>> BEGIN RECORDS
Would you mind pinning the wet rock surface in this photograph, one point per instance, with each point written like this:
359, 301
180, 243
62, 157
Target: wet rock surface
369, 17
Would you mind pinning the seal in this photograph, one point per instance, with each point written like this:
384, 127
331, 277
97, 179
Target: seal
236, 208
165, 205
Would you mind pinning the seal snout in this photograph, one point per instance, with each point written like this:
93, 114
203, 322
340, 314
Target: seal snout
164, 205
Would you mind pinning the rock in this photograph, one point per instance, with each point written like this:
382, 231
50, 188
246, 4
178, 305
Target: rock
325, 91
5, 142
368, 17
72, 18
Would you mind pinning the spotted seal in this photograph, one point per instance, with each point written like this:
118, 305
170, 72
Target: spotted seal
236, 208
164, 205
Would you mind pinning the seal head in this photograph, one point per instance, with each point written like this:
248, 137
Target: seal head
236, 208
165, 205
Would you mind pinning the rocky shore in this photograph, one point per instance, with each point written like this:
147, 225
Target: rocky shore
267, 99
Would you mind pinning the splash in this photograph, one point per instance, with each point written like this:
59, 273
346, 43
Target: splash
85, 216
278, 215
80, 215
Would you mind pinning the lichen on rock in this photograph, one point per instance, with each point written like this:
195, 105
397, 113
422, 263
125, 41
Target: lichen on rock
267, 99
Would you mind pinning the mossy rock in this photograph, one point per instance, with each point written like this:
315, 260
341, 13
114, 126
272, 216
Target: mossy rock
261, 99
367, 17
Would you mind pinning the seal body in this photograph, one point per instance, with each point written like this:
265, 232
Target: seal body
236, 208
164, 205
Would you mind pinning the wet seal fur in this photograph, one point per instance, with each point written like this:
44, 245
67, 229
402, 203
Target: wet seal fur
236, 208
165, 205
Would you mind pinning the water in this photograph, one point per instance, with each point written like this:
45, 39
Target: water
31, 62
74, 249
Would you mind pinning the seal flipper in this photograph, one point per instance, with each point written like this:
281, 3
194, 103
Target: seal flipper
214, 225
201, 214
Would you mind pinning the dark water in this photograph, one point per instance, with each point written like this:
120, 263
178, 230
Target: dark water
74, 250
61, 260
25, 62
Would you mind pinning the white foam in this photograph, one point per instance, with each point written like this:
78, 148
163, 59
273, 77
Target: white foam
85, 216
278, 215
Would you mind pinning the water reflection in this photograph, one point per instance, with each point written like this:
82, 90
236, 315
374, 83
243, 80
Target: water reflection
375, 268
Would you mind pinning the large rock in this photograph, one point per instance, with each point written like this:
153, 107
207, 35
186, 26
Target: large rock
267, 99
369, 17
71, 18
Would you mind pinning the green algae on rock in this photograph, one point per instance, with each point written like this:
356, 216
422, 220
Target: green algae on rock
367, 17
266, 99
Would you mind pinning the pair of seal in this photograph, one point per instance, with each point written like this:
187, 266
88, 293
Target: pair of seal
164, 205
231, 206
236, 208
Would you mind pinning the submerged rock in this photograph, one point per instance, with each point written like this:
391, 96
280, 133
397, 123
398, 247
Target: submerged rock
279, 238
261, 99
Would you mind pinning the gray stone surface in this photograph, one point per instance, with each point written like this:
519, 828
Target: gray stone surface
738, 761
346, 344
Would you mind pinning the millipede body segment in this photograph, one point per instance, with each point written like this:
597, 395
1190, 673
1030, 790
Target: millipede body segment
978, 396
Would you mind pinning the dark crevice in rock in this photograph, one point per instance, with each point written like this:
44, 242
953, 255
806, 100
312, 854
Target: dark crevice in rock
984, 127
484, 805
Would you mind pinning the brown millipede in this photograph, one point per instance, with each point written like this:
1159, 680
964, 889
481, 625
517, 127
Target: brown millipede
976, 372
>> END RECORDS
(DIRECTION) Copy out every item above word for word, leaving nothing out and changing nothing.

(PROBLEM SOLUTION)
Would you mind pinning the wet rock surface in this photograph, one point per instance, with each point written like this:
359, 301
180, 243
62, 157
Target: wet rock surface
369, 17
Would you mind pinning the seal in this photograph, one point per instance, with each point written like this:
384, 127
331, 277
97, 179
Target: seal
236, 208
165, 205
Would you mind pinning the seal snout in this photograph, one point per instance, with each point written like this:
93, 114
203, 322
340, 314
Target: seal snout
164, 205
Would you mind pinning the rock in this photograph, one point per instance, with each point written like this:
382, 231
50, 188
246, 4
178, 305
Target: rock
325, 91
5, 142
368, 17
72, 18
Would you mind pinning the spotted seal in this photograph, one point per instance, with each point written like this:
118, 305
170, 72
Target: spotted seal
236, 208
164, 205
Would you mind pinning the seal head in this photograph, one point per instance, with each point written like this:
248, 137
Target: seal head
236, 208
165, 205
Would you mind pinning the rocky shore in this photograph, one point per instance, with each point written like this:
147, 225
Target: rocky shore
267, 99
Would you mind pinning the splash in this photograph, one point per instance, with each point written like this:
59, 273
346, 43
Target: splash
85, 216
278, 215
80, 215
Would you mind pinning the lichen on rock in this photograph, one point per instance, with each point written like this:
195, 105
397, 113
422, 263
125, 41
Target: lichen on rock
267, 99
Would you mind pinning the mossy rock in this photograph, one point per instance, with each point written like this:
315, 260
341, 13
114, 126
272, 216
Target: mossy rock
261, 99
367, 17
Would you mind pinning the seal body in this photograph, one point per instance, with each point written like this:
265, 232
Target: seal body
236, 208
164, 205
Would you mind pinning the wet seal fur in this photograph, one point per instance, with each point written like this:
44, 245
67, 229
402, 203
Target: wet seal fur
236, 208
165, 205
Would you mind pinning the water in this photograph, one point per instance, with each point written like this:
45, 39
Target: water
31, 62
74, 249
Would you mind pinning the seal flipper in this photograph, one point per instance, with each point written like this:
281, 3
194, 103
Target: seal flipper
214, 225
201, 214
Would you mind pinning the dark water in this photograph, one point per instance, with each point written like this:
120, 263
178, 230
Target: dark water
74, 250
61, 260
25, 62
Would you mind pinning the white foam in this photograph, one point per instance, with each point written like this:
78, 148
163, 59
273, 77
Target: white foam
85, 216
278, 215
Would you mind pinning the water reflection in this photograph, one point per instance, with each point written like this:
82, 90
236, 315
374, 83
243, 80
Target: water reflection
375, 268
Would you mind pinning the large rock in this photograph, one point per instance, with each point written like this:
153, 107
207, 35
186, 26
Target: large rock
267, 99
369, 17
71, 18
Would you mind pinning the green algae on rock in this photograph, one point per instance, with each point written like this:
356, 216
422, 220
Target: green algae on rock
367, 17
266, 99
Would you mind pinning the pair of seal in this photograph, one point per instance, with each point written like this:
187, 266
88, 293
Target: pair of seal
164, 205
231, 206
236, 208
Would you mind pinning the submerged rock in this photograph, one point per instance, with each point written like this:
391, 96
280, 133
397, 123
398, 247
Target: submerged rock
279, 238
261, 99
Would you mind pinning the gray stone surface in this photograph, one point per instance, with each point written like this:
519, 828
Target: gray stone surface
738, 761
346, 344
Would you mind pinning the millipede body segment in this photograph, one point per instance, with each point written like this:
597, 395
1190, 673
1030, 790
Target: millipede body segment
978, 396
Would you mind pinning the dark crevice in rock in this photograph, one point per instance, with each point written like this:
44, 242
953, 255
806, 100
312, 854
Target: dark crevice in rock
984, 127
484, 805
Would you mind pinning the brown millipede in this photograph, one point per instance, with each point written like this:
1159, 680
964, 889
481, 625
517, 127
Target: brown millipede
976, 372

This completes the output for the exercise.